_Task material_
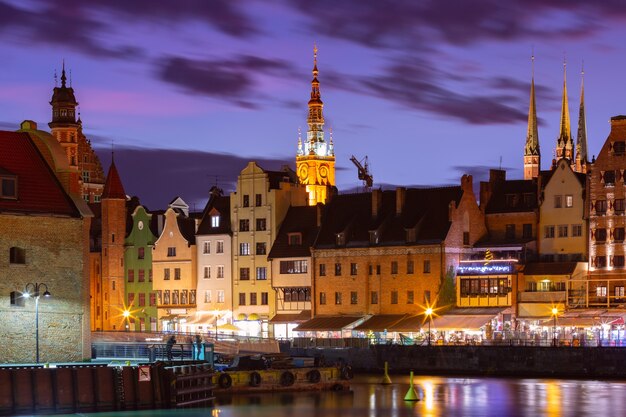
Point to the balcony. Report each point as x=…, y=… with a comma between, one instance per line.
x=542, y=297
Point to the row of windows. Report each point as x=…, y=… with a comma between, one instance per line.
x=600, y=261
x=218, y=293
x=166, y=274
x=568, y=199
x=141, y=275
x=244, y=225
x=510, y=231
x=258, y=200
x=219, y=272
x=261, y=248
x=253, y=298
x=600, y=234
x=261, y=273
x=141, y=299
x=176, y=297
x=219, y=247
x=376, y=269
x=485, y=286
x=563, y=230
x=618, y=205
x=374, y=298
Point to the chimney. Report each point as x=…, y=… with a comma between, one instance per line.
x=319, y=207
x=377, y=202
x=400, y=198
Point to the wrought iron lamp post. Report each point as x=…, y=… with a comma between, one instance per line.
x=429, y=314
x=34, y=290
x=555, y=312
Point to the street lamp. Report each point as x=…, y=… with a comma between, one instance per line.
x=126, y=315
x=555, y=312
x=34, y=290
x=429, y=314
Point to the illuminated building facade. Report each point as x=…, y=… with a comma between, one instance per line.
x=257, y=208
x=607, y=222
x=315, y=159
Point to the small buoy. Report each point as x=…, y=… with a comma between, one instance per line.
x=411, y=395
x=386, y=380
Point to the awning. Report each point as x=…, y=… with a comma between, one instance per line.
x=380, y=322
x=409, y=324
x=291, y=317
x=572, y=322
x=330, y=323
x=459, y=322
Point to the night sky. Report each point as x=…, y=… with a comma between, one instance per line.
x=191, y=90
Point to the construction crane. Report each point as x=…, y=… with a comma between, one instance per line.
x=364, y=174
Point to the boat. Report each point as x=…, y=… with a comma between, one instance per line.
x=268, y=373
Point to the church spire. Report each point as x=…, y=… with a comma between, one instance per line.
x=531, y=150
x=581, y=137
x=564, y=146
x=315, y=158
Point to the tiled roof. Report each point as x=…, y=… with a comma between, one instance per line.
x=113, y=187
x=425, y=211
x=501, y=203
x=298, y=220
x=550, y=268
x=39, y=190
x=220, y=204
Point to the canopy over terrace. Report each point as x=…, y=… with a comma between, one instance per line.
x=380, y=322
x=329, y=323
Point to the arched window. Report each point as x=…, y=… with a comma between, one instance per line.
x=17, y=255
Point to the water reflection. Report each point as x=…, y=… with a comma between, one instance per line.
x=439, y=396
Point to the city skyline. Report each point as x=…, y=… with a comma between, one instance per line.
x=198, y=91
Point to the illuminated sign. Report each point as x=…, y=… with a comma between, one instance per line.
x=480, y=268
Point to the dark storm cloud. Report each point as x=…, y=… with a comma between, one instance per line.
x=156, y=176
x=411, y=24
x=87, y=26
x=231, y=79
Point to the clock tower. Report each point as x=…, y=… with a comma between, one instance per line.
x=315, y=159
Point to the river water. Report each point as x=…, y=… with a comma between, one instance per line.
x=439, y=396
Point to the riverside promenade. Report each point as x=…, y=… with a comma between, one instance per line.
x=520, y=361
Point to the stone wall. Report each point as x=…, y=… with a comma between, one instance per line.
x=54, y=248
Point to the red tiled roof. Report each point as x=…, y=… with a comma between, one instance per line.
x=113, y=188
x=38, y=189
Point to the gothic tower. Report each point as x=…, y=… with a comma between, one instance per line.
x=532, y=156
x=113, y=234
x=565, y=143
x=63, y=125
x=315, y=159
x=581, y=138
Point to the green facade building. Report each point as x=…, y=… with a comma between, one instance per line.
x=141, y=299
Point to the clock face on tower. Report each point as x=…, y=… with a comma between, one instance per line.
x=303, y=173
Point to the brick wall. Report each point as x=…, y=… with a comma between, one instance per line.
x=56, y=254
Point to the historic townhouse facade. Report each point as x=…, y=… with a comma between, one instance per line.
x=140, y=296
x=258, y=207
x=214, y=254
x=174, y=270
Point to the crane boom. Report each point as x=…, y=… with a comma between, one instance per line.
x=364, y=174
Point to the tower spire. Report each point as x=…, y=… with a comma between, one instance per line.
x=63, y=77
x=565, y=148
x=581, y=137
x=531, y=150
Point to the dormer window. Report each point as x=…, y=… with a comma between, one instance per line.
x=295, y=239
x=8, y=187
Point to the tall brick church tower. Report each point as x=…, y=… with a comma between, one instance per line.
x=315, y=159
x=113, y=234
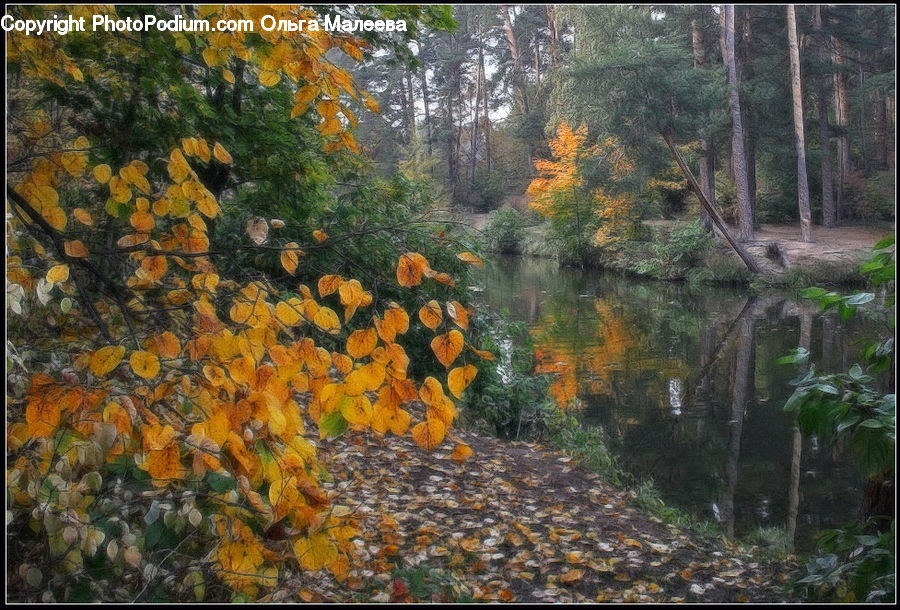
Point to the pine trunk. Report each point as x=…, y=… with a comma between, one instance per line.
x=799, y=140
x=829, y=211
x=707, y=160
x=739, y=162
x=842, y=120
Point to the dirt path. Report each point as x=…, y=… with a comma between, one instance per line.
x=847, y=245
x=515, y=522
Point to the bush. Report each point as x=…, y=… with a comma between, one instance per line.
x=681, y=251
x=505, y=231
x=508, y=399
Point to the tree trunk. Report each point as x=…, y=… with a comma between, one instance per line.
x=707, y=160
x=716, y=218
x=425, y=102
x=553, y=27
x=412, y=105
x=842, y=120
x=829, y=211
x=881, y=131
x=518, y=81
x=745, y=73
x=799, y=140
x=745, y=216
x=487, y=117
x=473, y=153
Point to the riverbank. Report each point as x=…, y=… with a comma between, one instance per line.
x=516, y=522
x=831, y=259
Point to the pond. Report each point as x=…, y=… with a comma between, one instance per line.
x=685, y=383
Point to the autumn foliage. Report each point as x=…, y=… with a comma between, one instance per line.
x=170, y=430
x=578, y=206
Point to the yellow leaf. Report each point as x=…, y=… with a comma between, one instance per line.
x=360, y=343
x=144, y=364
x=106, y=359
x=166, y=345
x=258, y=230
x=55, y=217
x=429, y=433
x=329, y=284
x=461, y=452
x=327, y=320
x=221, y=154
x=288, y=312
x=431, y=315
x=460, y=378
x=357, y=410
x=470, y=258
x=306, y=94
x=57, y=273
x=165, y=463
x=431, y=391
x=290, y=257
x=327, y=108
x=447, y=347
x=102, y=173
x=142, y=221
x=458, y=314
x=267, y=78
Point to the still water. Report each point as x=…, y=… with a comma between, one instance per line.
x=685, y=383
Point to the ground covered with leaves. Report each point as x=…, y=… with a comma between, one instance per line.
x=516, y=522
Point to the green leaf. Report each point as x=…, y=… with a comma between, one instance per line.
x=859, y=298
x=872, y=423
x=887, y=242
x=332, y=425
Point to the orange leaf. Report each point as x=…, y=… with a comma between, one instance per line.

_What the task asks_
Could you reproduce the entire listing above verbatim, leaving out the pictures?

_Solution to the exercise_
Point to the balcony. Report each point as x=…, y=… with a comma between, one instance per line.
x=542, y=297
Point to the row of windows. Report each point as x=…, y=… with a comma between, one instance per line.
x=600, y=261
x=218, y=293
x=166, y=274
x=568, y=199
x=141, y=275
x=244, y=225
x=510, y=231
x=258, y=200
x=219, y=272
x=261, y=248
x=253, y=298
x=600, y=234
x=261, y=273
x=141, y=299
x=176, y=297
x=219, y=247
x=376, y=269
x=485, y=286
x=563, y=230
x=618, y=205
x=374, y=298
Point to the chimney. Report each point as x=…, y=… with a comma between, one instance per line.
x=319, y=207
x=377, y=202
x=400, y=198
Point to the wrought iron lamp post. Report each point as x=…, y=… with a comma between, one instance per line.
x=429, y=314
x=34, y=290
x=555, y=312
Point to the street lamp. Report each point as x=…, y=… with a comma between, one instance per line.
x=126, y=315
x=555, y=312
x=34, y=290
x=429, y=314
Point to the illuminated building facade. Report each point as x=…, y=… with a comma between, one instance per line.
x=257, y=208
x=607, y=222
x=315, y=159
Point to the small buoy. Report each point as x=…, y=… with a comma between, one instance per line.
x=411, y=395
x=386, y=380
Point to the awning. Report each point as x=…, y=… with a comma between, one instance per line.
x=380, y=322
x=409, y=324
x=291, y=317
x=572, y=322
x=330, y=323
x=459, y=322
Point to the night sky. Report each point as x=…, y=… with a comma between, one instance per line.
x=191, y=90
Point to the construction crane. Report each point as x=…, y=… with a comma between, one instance per line.
x=364, y=174
Point to the boat. Report each point as x=…, y=… with a comma between, one instance per line.
x=268, y=373
Point to the church spire. Report each point as x=…, y=… with a comma between, one instance per line.
x=531, y=150
x=581, y=137
x=564, y=146
x=315, y=158
Point to the tiled roof. Report each point as x=…, y=… with a comma between, one instance per line.
x=113, y=187
x=425, y=211
x=501, y=203
x=298, y=220
x=550, y=268
x=39, y=190
x=220, y=204
Point to the canopy over terrace. Report each point as x=…, y=… with a comma between, one instance per line.
x=380, y=322
x=329, y=323
Point to the arched window. Report each point as x=…, y=… with a comma between, one instance per line.
x=17, y=255
Point to the water reflection. Report each point as x=…, y=… with a comma between, one instance per line.
x=439, y=396
Point to the city skyline. Report each point as x=…, y=… with a comma between, one instance per line.
x=198, y=91
Point to the illuminated sign. Report each point as x=…, y=… with a comma between, one instance per line.
x=480, y=268
Point to the dark storm cloud. Report each point as x=…, y=… with a comma between, one instance per line.
x=156, y=176
x=411, y=24
x=87, y=26
x=231, y=79
Point to the clock tower. Report each point as x=…, y=… with a comma between, one instance per line.
x=315, y=159
Point to the river water. Report each point as x=…, y=… with a comma between, one instance per line.
x=439, y=396
Point to the riverside promenade. Report each point as x=…, y=… with a comma between, one instance per line.
x=520, y=361
Point to the stone wall. Report each point as x=…, y=… with a comma between, one instance per line.
x=54, y=248
Point to the red tiled roof. Report each point as x=…, y=… with a comma between, one instance per line.
x=113, y=188
x=38, y=189
Point to the gothic tower. Report each point as x=…, y=… with a comma between, one instance per line.
x=532, y=156
x=113, y=234
x=565, y=143
x=63, y=125
x=315, y=159
x=581, y=138
Point to the green facade building. Report each point as x=…, y=… with a comma between, one instance per line.
x=141, y=299
Point to the clock face on tower. Report each point as x=…, y=… with a comma between, one instance per line.
x=303, y=173
Point to the brick wall. Report each point as x=…, y=… with a comma between, one instance per line.
x=56, y=254
Point to the historic townhouse facade. Report each point as x=…, y=… with a comma between, one instance per line.
x=140, y=296
x=258, y=207
x=214, y=254
x=174, y=270
Point to the crane boom. Report each point as x=…, y=… with a comma between, one instance per line.
x=364, y=174
Point to the tower spire. Report each point as x=…, y=… with a comma between, one instance per line.
x=63, y=77
x=565, y=148
x=581, y=137
x=531, y=150
Point to the dormer window. Report each point as x=…, y=… with a comma between, one instance per line.
x=295, y=239
x=8, y=187
Point to the tall brick church tower. Report each point as x=…, y=… with a comma between, one instance per line.
x=315, y=159
x=113, y=234
Point to the pine trunk. Report each point as x=…, y=… with a comma between, one instance per line.
x=799, y=140
x=829, y=211
x=707, y=160
x=739, y=162
x=842, y=120
Point to the dirt path. Report each point as x=…, y=… with a comma between, one instance per line.
x=847, y=245
x=515, y=522
Point to the bush. Report each point as x=…, y=… with a comma between, one instance per line.
x=681, y=251
x=505, y=231
x=508, y=399
Point to the tree trunk. Report each point as x=…, y=… with a comma between, one instance per line.
x=707, y=160
x=716, y=218
x=425, y=102
x=553, y=27
x=412, y=105
x=842, y=120
x=829, y=211
x=881, y=131
x=518, y=81
x=745, y=73
x=799, y=140
x=745, y=216
x=487, y=117
x=473, y=153
Point to the riverbank. Report each point as x=…, y=… with a comma between, one instance per line.
x=516, y=522
x=831, y=259
Point to the pond. Report each point as x=…, y=… with a comma between, one instance per line.
x=685, y=383
Point to the autumn foliage. Report each point as x=…, y=… with a comma between, one instance per line.
x=170, y=430
x=578, y=206
Point to the yellow leaf. Report each point as x=…, y=… with a comma between, one instance per line.
x=360, y=343
x=144, y=364
x=106, y=359
x=166, y=345
x=258, y=230
x=55, y=217
x=429, y=433
x=329, y=284
x=461, y=452
x=327, y=320
x=221, y=154
x=288, y=312
x=431, y=315
x=460, y=378
x=357, y=410
x=470, y=258
x=306, y=94
x=57, y=273
x=165, y=463
x=431, y=391
x=290, y=257
x=327, y=108
x=447, y=347
x=102, y=173
x=142, y=221
x=458, y=314
x=267, y=78
Point to the still water. Report each point as x=…, y=… with a comma between, one instance per line.
x=685, y=383
Point to the ground covered with leaves. Report each point as x=…, y=… with a comma between, one instance per line.
x=516, y=522
Point to the green leaf. Report each point as x=…, y=… with a comma between, one instance per line.
x=859, y=298
x=872, y=423
x=887, y=242
x=332, y=425
Point to the orange leaf. Report each point as x=…, y=… with a comma between, one instance per line.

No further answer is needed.